YOUR OBJECTIVE:
Look through the records and copy each line with the string "index" in it.

INFORMATION:
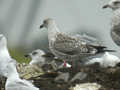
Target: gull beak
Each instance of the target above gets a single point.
(106, 6)
(27, 55)
(41, 26)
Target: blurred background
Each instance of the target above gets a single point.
(20, 21)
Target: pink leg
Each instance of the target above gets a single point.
(64, 63)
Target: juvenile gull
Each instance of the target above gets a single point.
(14, 82)
(66, 47)
(4, 54)
(40, 58)
(115, 31)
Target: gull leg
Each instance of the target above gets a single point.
(65, 64)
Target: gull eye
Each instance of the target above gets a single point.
(117, 2)
(34, 53)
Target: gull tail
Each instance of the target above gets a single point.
(102, 49)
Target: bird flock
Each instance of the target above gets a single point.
(64, 47)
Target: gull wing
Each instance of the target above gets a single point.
(20, 85)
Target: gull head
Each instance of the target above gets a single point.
(113, 4)
(47, 23)
(35, 54)
(3, 41)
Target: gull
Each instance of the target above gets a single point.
(4, 54)
(13, 80)
(107, 60)
(67, 47)
(115, 28)
(40, 58)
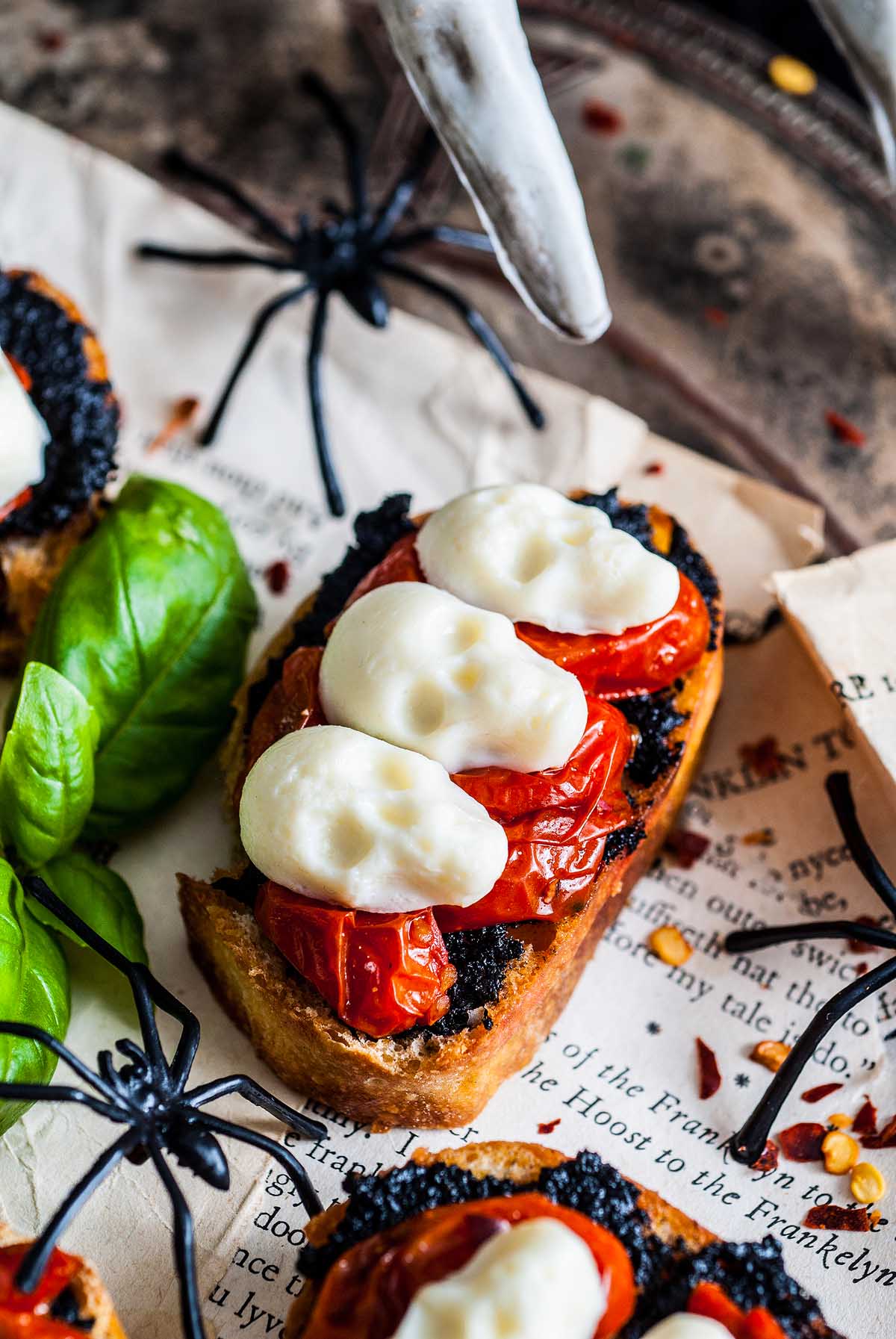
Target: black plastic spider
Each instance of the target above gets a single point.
(750, 1140)
(342, 255)
(149, 1096)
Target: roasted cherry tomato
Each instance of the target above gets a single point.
(710, 1299)
(369, 1290)
(641, 659)
(381, 974)
(25, 1315)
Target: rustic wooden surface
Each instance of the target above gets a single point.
(747, 240)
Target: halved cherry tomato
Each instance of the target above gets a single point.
(369, 1290)
(641, 659)
(381, 974)
(710, 1299)
(25, 1315)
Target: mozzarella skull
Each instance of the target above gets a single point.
(528, 552)
(528, 1281)
(423, 670)
(357, 822)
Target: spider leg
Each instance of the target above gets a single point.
(253, 1093)
(750, 1140)
(399, 196)
(259, 326)
(477, 324)
(184, 1249)
(355, 164)
(315, 398)
(37, 1034)
(442, 233)
(145, 990)
(35, 1259)
(59, 1093)
(298, 1173)
(844, 807)
(187, 169)
(150, 251)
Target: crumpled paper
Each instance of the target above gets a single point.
(415, 408)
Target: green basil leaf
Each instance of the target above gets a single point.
(47, 766)
(150, 621)
(34, 989)
(99, 896)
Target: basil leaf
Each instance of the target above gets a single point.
(99, 896)
(47, 766)
(150, 621)
(34, 989)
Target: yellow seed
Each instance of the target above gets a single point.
(670, 945)
(840, 1152)
(791, 75)
(772, 1054)
(865, 1183)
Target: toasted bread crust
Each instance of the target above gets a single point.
(423, 1082)
(511, 1161)
(91, 1295)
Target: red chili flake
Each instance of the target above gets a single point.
(764, 758)
(886, 1140)
(859, 945)
(182, 415)
(843, 429)
(803, 1143)
(832, 1217)
(707, 1069)
(865, 1119)
(278, 576)
(602, 118)
(686, 847)
(759, 837)
(821, 1092)
(52, 39)
(768, 1160)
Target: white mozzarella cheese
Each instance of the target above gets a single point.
(23, 435)
(421, 668)
(685, 1326)
(352, 821)
(532, 555)
(538, 1281)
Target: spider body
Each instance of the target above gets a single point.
(149, 1096)
(750, 1140)
(344, 253)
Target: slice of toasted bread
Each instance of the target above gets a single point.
(521, 1164)
(420, 1080)
(93, 1300)
(37, 541)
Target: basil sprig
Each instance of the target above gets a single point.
(34, 989)
(150, 621)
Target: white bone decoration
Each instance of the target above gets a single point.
(357, 822)
(470, 67)
(535, 1281)
(23, 435)
(423, 670)
(532, 555)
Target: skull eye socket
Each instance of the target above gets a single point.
(347, 841)
(426, 707)
(467, 633)
(535, 556)
(467, 677)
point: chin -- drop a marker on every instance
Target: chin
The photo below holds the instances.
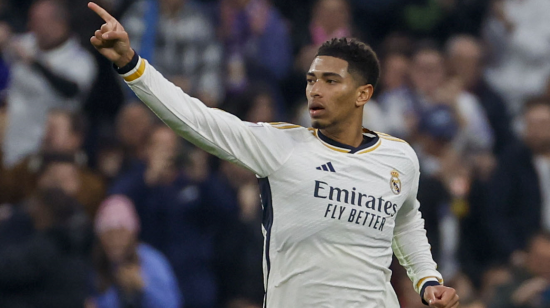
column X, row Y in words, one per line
column 317, row 124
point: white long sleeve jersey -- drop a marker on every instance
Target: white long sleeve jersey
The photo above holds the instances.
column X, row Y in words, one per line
column 332, row 214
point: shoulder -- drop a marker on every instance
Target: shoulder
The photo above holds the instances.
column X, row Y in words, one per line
column 400, row 148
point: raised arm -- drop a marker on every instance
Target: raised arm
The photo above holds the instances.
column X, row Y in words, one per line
column 261, row 148
column 412, row 249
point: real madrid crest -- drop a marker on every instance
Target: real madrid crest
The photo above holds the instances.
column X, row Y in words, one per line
column 395, row 183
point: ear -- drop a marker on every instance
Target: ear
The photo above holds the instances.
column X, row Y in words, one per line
column 364, row 93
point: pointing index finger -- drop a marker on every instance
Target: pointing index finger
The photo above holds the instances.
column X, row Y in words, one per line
column 101, row 12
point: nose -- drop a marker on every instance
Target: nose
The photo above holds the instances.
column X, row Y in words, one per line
column 314, row 89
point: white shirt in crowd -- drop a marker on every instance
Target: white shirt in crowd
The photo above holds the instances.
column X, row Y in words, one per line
column 31, row 97
column 521, row 57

SOLUTION FOR THIS PROBLEM:
point: pointing index finger -- drop a marker on every instance
Target: pointing index finger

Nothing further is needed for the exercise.